**Exercises**
[1] List the explorers named in the passage on education and travel.
[2] Write a continuation of the passage on education and travel, starting after its final sentence.

**Passage for review**
··········

There was a time when education was local. That was OK because most people lived their entire lives within 20 miles of their birthplace. Sure there were adventurers and explorers, but they were so rare that school children can recite the list. Marco Polo, Vasco Digamma, Christopher Columbus, Ferdinand Magellan, Francis Drake.

In the 18th century, the world of nothing new under the sun changed. Instead of a one-way trip to America, North Atlantic packets sailed between America and England on a reliable schedule. Thomas Jefferson and Ben Franklin could almost commute to Europe. Still most people never went anywhere, but the revolution had started.

Crossing oceans went from months to weeks, steam reduced it to days. Steel rails had the same effect on land travel. Everyone became capable of traveling long distances. It no longer took the strength of pioneers nor the willingness to risk the unknown. Gradually in our perception, but suddenly compared to the past everyone became connected to everyone. In theory there are only six degrees of separation between everyone on Earth. If you know 100 people and each of them knows a hundred, that could be a trillion, one hundred to the sixth power.

Getting off topic. When lives were local, education was local, we taught our own children what we were taught and that seemed enough. As people traveled more and created larger communities, clans, tribes, cities. states and nations the total knowledge increased and the need to know did also. As individuals, it became worthwhile to learn more than our parents could teach us. There was new stuff every year, every week, now every hour. There is more to learn in this century than any one can know. The last person to know everything might have been DaVinci, but his flying machines failed.

What is more important than what we know, is what the others in our community know. We need the collective knowledge of our peers, our professionals, our skilled trades, teachers, researchers, even lawyers and politicians. It is not that the world has become more complicated, it’s the same planet Ecclesiastes inhabited when he said “There is nothing new under the sun.” In his day there seldom was anything new. What has changed is our knowledge of our planet actually our universe. The ability to manipulate that universe comes with the knowledge of how it all works. Now we can make things that are new, so new they were beyond our imagination last week.

··········

**Data shown**
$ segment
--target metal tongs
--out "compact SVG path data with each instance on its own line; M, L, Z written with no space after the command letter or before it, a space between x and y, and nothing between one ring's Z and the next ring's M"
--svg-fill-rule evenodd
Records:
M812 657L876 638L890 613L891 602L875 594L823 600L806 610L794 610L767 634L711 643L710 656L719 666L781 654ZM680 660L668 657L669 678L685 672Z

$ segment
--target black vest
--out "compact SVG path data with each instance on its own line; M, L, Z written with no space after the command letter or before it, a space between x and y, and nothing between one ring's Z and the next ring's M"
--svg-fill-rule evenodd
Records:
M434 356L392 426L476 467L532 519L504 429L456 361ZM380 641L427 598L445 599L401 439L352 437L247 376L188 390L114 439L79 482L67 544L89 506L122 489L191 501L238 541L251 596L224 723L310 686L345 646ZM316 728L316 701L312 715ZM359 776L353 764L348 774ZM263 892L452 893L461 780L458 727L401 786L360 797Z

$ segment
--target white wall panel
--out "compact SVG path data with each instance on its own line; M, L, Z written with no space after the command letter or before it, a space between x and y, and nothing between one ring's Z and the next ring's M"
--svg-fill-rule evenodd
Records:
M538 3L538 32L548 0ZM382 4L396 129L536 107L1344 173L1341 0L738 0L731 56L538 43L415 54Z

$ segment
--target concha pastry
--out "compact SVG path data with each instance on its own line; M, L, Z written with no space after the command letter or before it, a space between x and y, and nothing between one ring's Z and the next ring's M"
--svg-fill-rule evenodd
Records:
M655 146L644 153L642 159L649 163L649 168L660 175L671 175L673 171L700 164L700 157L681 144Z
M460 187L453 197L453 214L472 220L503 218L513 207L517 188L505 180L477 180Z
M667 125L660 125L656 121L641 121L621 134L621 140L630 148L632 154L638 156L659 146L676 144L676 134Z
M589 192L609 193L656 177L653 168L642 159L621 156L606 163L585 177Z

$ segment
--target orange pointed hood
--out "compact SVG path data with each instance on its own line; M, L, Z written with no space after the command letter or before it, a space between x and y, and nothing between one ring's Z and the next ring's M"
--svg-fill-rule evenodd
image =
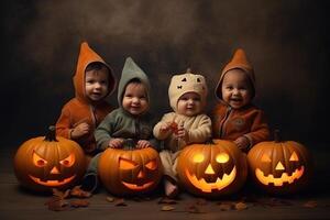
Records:
M254 70L252 65L249 63L245 52L242 48L238 48L234 53L234 55L232 56L232 59L224 66L221 75L220 75L220 79L218 81L218 85L216 87L216 96L219 99L222 99L222 95L221 95L221 84L222 84L222 79L223 76L226 75L227 72L234 69L234 68L239 68L242 69L243 72L245 72L249 76L249 78L251 79L252 82L252 87L253 87L253 96L254 96L254 84L255 84L255 76L254 76Z
M86 67L94 62L100 62L105 64L109 69L108 95L111 95L116 89L117 81L111 67L95 51L92 51L89 47L87 42L82 42L80 46L76 74L74 75L74 86L75 86L76 97L84 101L89 101L85 94L85 70Z

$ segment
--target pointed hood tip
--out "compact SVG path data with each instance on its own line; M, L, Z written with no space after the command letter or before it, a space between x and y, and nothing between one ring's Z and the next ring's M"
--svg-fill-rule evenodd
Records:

··········

**Answers for the exercise**
[1] Marco Polo, Vasco Digamma, Christopher Columbus, Ferdinand Magellan, Francis Drake

[2]
The 1769 Encyclopedia Britannica alleged to contain the sum of human knowledge, three volumes, about 3,000 pages or 90,000 words. A city or university library may have a million books. The software to operate the nose wheel system of a Boeing 777 is four million lines of code. To be productive in the modern world requires education.

Because we no longer live in the 1,000 square miles we can walk to, we depend on people far outside that circle. We need them to have special skills beyond what can be taught at the neighborhood level. This means we all have a stake in the education of every child not just the ones we know, or the ones whose parents we know. Ideally, some superagency would see to it that every child got the education they can make the best use of. Unfortunately, the closest we can hope for is federal funding to make universal education possible. We should never have to make a choice as to who gets education except on the basis of who can use it, not money, connections, family, diversity or any political based theory. Education does not cost, it pays, handsomely. To ensure that there is adequate funding everywhere it must be underwritten by a national source.

On a different note. If you ever got a mosquito bite you were injected with an unknown substance; get over it. Millions have been vaccinated, few had bad side effects. Over a million unvaccinated died so far.